What is expected:
Arrange the entries as a numbered list, from the line containing "In this exercise you will label the man" through the end of the entries, both included, and omit any blank lines.

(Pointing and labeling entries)

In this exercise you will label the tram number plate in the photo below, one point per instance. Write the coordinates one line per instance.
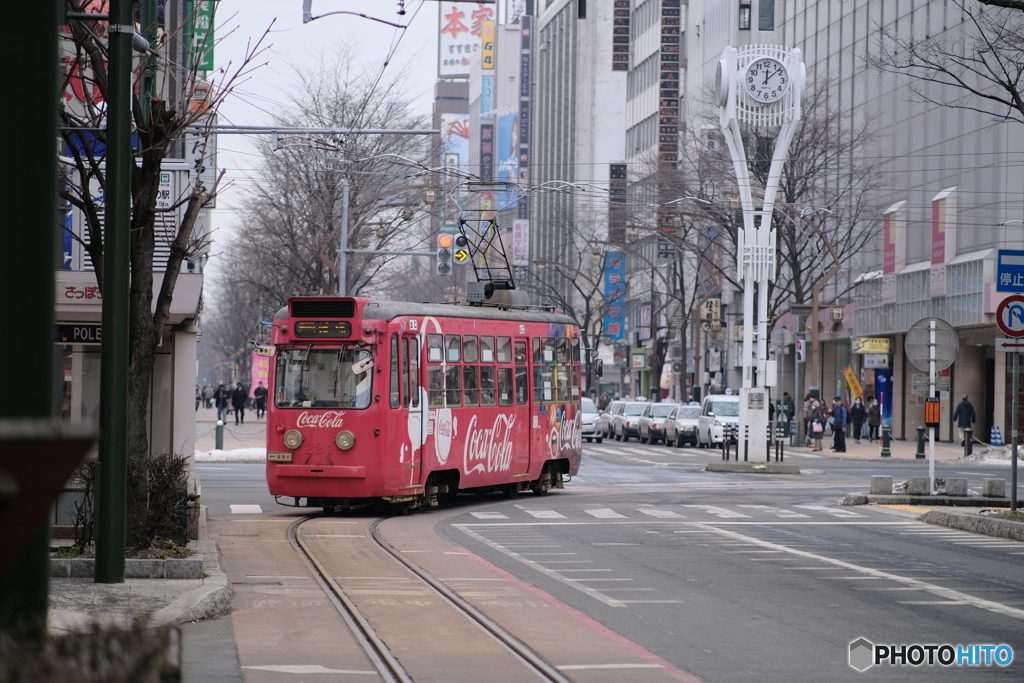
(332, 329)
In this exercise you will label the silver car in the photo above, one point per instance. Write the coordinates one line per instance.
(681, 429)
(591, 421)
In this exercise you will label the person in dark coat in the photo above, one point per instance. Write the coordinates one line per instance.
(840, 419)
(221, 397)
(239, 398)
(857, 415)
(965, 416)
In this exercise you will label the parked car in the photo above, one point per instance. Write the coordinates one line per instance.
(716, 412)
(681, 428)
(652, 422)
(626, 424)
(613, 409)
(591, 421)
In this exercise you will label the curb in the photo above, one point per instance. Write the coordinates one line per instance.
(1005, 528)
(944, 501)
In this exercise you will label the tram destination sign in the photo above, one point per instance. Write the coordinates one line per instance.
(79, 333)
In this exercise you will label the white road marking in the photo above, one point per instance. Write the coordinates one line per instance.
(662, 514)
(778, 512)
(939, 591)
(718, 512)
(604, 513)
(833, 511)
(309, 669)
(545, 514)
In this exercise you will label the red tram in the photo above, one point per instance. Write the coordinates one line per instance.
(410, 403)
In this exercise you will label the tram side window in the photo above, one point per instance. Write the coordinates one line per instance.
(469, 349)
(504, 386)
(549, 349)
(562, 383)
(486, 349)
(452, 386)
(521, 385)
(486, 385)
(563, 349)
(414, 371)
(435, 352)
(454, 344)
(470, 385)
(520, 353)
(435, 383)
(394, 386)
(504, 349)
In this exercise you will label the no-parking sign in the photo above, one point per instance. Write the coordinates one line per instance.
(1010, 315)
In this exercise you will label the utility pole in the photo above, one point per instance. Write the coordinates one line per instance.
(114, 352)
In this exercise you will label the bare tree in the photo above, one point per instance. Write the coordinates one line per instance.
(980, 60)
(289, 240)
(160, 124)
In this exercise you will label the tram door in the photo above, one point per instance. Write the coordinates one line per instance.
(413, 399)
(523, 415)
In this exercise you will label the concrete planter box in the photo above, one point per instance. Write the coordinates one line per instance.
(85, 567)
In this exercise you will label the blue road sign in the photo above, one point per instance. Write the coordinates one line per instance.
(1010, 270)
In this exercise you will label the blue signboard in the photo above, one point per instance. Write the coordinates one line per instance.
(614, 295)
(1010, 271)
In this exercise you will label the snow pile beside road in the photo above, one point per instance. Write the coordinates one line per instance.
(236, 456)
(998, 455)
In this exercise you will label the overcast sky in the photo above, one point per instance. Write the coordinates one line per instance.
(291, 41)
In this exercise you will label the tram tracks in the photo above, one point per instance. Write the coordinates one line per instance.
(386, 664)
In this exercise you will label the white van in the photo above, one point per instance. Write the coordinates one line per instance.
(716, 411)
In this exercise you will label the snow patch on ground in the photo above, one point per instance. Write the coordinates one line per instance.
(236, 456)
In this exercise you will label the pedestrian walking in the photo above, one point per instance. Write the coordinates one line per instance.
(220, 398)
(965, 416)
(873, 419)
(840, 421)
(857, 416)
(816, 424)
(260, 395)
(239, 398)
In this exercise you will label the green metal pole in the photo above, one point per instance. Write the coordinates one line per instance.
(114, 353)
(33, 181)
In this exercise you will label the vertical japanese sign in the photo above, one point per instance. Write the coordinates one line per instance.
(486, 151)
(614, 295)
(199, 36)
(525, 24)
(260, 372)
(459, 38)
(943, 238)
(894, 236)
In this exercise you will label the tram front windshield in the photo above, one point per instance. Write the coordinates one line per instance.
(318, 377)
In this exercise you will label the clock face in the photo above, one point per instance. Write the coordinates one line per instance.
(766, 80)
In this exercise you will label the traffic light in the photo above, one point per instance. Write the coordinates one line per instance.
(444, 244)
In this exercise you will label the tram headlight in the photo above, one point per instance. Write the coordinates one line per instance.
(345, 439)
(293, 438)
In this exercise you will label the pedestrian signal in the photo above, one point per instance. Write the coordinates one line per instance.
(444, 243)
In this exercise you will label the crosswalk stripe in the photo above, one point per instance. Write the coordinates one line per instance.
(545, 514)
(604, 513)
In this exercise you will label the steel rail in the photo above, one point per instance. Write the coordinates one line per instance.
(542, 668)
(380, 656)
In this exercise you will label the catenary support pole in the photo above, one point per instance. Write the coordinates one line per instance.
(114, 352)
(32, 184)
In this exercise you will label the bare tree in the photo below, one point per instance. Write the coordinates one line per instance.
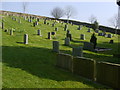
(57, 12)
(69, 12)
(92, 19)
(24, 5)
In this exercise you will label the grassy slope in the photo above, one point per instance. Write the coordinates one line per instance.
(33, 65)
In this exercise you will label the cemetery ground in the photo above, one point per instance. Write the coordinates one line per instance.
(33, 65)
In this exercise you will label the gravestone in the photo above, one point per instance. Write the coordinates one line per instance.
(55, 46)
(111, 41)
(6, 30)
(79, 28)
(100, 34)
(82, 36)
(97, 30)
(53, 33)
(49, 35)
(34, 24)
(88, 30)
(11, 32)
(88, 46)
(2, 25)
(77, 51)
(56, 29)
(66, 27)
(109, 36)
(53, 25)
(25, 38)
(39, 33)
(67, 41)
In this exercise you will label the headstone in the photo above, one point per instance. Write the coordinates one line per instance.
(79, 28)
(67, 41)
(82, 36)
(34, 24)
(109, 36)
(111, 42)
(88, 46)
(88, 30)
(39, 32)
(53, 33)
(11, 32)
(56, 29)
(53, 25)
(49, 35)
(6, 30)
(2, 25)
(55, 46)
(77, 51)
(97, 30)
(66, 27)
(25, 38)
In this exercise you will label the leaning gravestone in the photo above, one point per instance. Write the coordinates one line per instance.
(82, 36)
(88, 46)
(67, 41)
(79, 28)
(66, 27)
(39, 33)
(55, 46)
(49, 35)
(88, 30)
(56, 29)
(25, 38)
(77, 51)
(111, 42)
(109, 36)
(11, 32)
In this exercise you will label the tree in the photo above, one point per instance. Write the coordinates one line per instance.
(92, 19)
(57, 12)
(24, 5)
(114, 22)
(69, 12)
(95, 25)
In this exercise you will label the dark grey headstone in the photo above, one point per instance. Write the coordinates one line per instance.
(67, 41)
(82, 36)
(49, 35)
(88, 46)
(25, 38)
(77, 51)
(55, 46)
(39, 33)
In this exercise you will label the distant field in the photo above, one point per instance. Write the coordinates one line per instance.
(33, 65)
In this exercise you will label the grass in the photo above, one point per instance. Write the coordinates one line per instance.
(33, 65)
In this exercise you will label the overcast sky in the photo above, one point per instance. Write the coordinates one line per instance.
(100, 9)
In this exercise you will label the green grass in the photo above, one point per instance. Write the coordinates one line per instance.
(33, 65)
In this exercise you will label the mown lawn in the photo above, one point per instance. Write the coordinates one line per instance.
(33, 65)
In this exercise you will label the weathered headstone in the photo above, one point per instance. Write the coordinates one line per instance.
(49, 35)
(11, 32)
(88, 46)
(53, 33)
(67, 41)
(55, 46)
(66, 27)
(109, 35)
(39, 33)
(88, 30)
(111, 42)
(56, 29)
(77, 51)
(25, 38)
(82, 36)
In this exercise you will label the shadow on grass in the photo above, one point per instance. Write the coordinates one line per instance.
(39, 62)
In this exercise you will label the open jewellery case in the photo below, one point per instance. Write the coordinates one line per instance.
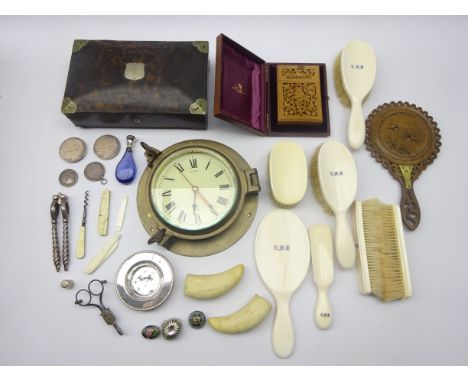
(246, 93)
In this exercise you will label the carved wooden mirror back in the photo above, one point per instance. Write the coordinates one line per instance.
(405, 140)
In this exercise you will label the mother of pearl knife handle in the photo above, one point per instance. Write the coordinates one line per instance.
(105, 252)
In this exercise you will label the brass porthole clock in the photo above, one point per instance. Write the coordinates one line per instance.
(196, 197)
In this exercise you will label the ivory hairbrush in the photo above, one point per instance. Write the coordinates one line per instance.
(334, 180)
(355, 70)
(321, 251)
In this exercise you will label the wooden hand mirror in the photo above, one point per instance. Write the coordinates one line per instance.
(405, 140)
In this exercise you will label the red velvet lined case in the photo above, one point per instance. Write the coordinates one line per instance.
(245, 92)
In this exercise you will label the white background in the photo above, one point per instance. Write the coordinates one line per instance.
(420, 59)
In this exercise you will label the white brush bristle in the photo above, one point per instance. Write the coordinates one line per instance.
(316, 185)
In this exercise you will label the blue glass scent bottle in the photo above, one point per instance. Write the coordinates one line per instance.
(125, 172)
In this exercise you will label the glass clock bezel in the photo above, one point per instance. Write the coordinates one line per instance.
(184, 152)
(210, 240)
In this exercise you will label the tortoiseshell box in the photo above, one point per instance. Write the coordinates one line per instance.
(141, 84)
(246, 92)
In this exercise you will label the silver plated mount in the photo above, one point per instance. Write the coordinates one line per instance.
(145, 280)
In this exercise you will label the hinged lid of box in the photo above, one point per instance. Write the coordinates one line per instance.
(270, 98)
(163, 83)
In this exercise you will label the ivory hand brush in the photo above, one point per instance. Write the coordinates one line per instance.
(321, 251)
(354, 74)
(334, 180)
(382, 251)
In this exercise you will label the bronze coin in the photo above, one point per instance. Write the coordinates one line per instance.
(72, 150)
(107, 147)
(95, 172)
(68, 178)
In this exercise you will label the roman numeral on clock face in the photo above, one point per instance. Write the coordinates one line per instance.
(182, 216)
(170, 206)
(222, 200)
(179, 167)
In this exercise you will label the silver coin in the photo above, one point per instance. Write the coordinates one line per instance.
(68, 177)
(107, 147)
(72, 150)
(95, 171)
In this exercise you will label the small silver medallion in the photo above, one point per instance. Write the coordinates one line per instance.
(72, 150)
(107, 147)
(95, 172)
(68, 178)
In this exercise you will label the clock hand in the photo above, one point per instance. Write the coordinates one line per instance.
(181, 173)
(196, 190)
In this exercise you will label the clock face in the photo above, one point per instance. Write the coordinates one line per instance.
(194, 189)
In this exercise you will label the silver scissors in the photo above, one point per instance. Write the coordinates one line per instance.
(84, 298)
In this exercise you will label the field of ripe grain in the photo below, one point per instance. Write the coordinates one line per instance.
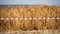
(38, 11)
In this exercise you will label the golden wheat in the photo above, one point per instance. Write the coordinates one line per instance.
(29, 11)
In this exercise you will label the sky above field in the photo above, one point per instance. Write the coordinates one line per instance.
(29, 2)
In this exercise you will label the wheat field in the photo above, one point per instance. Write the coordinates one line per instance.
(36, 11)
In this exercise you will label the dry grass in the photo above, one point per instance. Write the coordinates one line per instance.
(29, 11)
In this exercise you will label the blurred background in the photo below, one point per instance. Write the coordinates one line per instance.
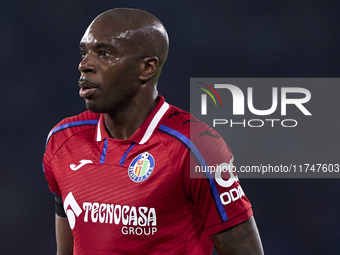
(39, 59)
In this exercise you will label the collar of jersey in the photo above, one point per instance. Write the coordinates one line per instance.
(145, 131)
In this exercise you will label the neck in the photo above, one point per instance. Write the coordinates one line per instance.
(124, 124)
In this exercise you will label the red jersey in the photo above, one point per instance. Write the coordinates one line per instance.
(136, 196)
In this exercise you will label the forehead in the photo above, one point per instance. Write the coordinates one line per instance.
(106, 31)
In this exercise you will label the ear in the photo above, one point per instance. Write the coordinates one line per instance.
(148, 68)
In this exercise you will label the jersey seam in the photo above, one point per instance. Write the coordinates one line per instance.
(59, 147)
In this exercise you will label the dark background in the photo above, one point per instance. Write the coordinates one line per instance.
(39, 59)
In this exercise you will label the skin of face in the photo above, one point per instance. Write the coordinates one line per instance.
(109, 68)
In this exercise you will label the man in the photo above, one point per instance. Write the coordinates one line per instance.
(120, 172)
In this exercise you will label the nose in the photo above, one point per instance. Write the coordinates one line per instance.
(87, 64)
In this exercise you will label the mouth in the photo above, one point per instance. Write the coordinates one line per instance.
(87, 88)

The solution:
1. In this exercise you will label the man in the photo above, one point per instance. Write the coordinates one line per instance.
2. (120, 172)
3. In this exercise you will label the nose in the photo above, one point per instance. Write the coordinates one line per instance.
4. (87, 64)
5. In this exercise you will label the mouth in the photo above, one point per instance. Write the coordinates one line per instance.
6. (87, 88)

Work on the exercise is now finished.